■ TASK INSTRUCTIONS
Rewrite the passage on teaching yoga from "Practice what you" up to and including "for your students.", replacing "students" with "learners" each time it appears.

Teach what you practice & don’t teach what you don’t know – Don’t fake or beat yourself down to teaching what you don’t know for various reasons. A large part of being a teacher is to hold space for yourself and your students. This implies leading from a space of truth and genuineness.
Be Kind to your mind – mostly undervalued and brushed under the carpet. The mind is as essential as the body and one's personal hygiene. Keep your mind free from negativity and triggers that spike self-doubt. Choose what nourishes your mind and add them to your daily rituals. This could be meditation, journaling, affirmations or a personal prayer.
The Power of Visualization – A famous quote by George Addair: “Everything you’ve ever wanted is sitting on the other side of fear”. Acceptance & overcoming fear is key. Use the power of visualising yourself while leading a yoga class; you will notice you feel more confident. This tool of imagination is so useful to conquer & get past your fears & feelings of inadequacy.
Practice what you Preach – be true to yourself and your students. Guide them based on your learning and practical application, not just from textual references. That takes away from your commitment as a teacher. Work on solidifying the foundations of your teaching while upholding the roots & traditions of Yoga.
It's NOT about YOU. Reiterating this statement takes the focus away from YOU and directs it to what you teach. In this context, it's YOGA. Make this approach of redirection habitual. It will align you back to the reason why you chose to pursue this path and help ease the stress while teaching & showing up for your students.

■ GIVEN INFORMATION
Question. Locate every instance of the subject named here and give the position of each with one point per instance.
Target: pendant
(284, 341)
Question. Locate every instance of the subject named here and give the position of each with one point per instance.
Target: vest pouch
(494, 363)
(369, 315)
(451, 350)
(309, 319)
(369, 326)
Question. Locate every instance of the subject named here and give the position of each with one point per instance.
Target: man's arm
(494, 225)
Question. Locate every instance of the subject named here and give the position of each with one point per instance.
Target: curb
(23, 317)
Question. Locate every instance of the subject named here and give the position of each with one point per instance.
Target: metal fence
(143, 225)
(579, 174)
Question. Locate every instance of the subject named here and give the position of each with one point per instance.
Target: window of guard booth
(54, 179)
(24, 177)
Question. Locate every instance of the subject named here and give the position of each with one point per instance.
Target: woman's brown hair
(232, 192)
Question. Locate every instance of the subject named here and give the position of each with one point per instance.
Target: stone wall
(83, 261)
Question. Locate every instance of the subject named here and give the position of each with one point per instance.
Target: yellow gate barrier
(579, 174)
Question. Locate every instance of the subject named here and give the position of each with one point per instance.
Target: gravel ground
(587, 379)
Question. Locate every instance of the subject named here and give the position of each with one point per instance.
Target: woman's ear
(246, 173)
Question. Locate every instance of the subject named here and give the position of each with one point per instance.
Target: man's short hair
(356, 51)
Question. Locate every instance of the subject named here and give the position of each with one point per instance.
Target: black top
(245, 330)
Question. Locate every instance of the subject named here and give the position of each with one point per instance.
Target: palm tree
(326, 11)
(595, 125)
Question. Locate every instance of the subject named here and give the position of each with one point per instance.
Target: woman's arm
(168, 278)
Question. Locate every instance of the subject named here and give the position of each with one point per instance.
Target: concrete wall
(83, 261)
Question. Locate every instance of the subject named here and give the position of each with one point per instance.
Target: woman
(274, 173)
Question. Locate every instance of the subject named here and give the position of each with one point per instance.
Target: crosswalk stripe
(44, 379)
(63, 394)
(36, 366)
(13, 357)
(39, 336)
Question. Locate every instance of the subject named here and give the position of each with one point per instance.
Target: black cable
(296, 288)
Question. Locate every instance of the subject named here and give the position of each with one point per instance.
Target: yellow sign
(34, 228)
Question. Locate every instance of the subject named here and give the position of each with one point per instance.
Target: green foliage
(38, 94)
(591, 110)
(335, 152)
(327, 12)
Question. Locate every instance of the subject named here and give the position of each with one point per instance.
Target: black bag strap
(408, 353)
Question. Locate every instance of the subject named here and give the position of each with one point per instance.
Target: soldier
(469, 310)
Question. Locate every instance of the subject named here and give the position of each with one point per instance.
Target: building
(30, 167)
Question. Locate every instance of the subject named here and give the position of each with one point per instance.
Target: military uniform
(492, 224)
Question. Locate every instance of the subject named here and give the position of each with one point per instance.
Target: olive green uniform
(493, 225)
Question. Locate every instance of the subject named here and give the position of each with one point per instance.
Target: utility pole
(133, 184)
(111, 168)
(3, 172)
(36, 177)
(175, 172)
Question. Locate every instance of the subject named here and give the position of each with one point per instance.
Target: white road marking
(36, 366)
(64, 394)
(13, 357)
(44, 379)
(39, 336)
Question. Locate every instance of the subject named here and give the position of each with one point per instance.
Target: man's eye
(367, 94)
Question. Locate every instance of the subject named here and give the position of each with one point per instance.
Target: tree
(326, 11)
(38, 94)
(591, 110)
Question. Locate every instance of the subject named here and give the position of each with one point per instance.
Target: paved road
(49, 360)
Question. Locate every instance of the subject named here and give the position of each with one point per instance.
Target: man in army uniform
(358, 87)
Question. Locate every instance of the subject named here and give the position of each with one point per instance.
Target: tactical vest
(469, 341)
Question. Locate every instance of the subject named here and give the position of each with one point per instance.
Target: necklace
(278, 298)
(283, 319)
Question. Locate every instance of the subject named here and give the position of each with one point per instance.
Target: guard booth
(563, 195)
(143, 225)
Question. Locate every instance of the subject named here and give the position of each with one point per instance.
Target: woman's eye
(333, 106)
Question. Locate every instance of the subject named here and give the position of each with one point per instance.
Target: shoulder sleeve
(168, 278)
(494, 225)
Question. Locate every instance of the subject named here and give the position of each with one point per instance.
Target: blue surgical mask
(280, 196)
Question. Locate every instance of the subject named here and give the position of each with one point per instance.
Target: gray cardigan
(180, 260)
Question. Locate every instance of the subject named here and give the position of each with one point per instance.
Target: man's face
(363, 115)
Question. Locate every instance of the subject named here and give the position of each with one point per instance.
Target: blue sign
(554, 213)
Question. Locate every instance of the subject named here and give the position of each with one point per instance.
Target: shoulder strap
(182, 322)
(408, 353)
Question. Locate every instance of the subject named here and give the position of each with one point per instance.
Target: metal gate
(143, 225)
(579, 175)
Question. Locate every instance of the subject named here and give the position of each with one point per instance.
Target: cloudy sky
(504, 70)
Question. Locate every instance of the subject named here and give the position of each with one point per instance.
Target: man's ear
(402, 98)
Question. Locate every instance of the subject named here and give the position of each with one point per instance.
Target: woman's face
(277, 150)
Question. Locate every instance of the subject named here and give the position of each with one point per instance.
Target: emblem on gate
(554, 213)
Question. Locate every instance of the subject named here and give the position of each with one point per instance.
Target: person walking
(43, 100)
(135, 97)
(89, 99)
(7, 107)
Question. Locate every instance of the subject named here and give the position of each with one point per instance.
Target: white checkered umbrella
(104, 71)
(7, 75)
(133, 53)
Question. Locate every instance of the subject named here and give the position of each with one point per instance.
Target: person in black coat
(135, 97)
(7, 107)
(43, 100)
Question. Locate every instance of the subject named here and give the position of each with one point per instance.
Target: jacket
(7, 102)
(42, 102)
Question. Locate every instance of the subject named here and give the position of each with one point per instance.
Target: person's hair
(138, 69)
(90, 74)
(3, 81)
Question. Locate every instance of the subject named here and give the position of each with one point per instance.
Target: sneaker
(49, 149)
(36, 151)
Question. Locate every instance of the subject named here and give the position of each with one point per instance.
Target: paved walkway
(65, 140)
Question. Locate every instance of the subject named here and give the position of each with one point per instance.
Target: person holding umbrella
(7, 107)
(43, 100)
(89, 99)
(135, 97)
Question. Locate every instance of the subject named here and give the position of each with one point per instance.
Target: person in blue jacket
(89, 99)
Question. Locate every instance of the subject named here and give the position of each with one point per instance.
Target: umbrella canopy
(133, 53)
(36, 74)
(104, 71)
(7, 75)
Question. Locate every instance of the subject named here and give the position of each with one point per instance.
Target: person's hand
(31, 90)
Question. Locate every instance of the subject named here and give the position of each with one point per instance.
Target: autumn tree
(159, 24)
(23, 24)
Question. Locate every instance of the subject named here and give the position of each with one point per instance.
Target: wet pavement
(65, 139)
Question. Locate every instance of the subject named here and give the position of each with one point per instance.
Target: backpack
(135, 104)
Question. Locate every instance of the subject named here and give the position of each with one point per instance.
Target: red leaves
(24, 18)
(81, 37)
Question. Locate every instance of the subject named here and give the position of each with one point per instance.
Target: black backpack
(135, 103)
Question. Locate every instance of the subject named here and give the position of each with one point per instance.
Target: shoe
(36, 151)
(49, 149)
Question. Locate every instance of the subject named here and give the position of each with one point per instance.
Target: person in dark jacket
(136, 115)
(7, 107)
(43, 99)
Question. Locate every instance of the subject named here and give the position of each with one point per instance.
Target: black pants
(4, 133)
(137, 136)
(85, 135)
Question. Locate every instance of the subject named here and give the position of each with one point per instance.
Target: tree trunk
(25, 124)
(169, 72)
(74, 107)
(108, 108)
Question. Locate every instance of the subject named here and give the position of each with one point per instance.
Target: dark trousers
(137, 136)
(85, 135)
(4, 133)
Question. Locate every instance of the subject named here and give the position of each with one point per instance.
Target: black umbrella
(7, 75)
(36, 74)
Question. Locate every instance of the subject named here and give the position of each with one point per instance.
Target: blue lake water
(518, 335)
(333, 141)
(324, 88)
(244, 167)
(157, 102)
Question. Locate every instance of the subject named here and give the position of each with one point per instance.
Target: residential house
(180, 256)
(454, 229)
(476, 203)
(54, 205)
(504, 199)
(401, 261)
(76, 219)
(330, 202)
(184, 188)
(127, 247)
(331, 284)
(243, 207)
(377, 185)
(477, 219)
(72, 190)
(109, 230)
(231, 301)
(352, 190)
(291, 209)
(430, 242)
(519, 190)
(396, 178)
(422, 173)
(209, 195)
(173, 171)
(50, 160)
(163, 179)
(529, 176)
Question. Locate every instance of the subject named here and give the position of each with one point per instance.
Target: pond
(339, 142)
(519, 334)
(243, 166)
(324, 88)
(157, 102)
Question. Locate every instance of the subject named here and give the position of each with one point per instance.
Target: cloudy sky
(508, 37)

■ RESPONSE BELOW
Practice what you Preach – be true to yourself and your learners. Guide them based on your learning and practical application, not just from textual references. That takes away from your commitment as a teacher. Work on solidifying the foundations of your teaching while upholding the roots & traditions of Yoga.
It's NOT about YOU. Reiterating this statement takes the focus away from YOU and directs it to what you teach. In this context, it's YOGA. Make this approach of redirection habitual. It will align you back to the reason why you chose to pursue this path and help ease the stress while teaching & showing up for your learners.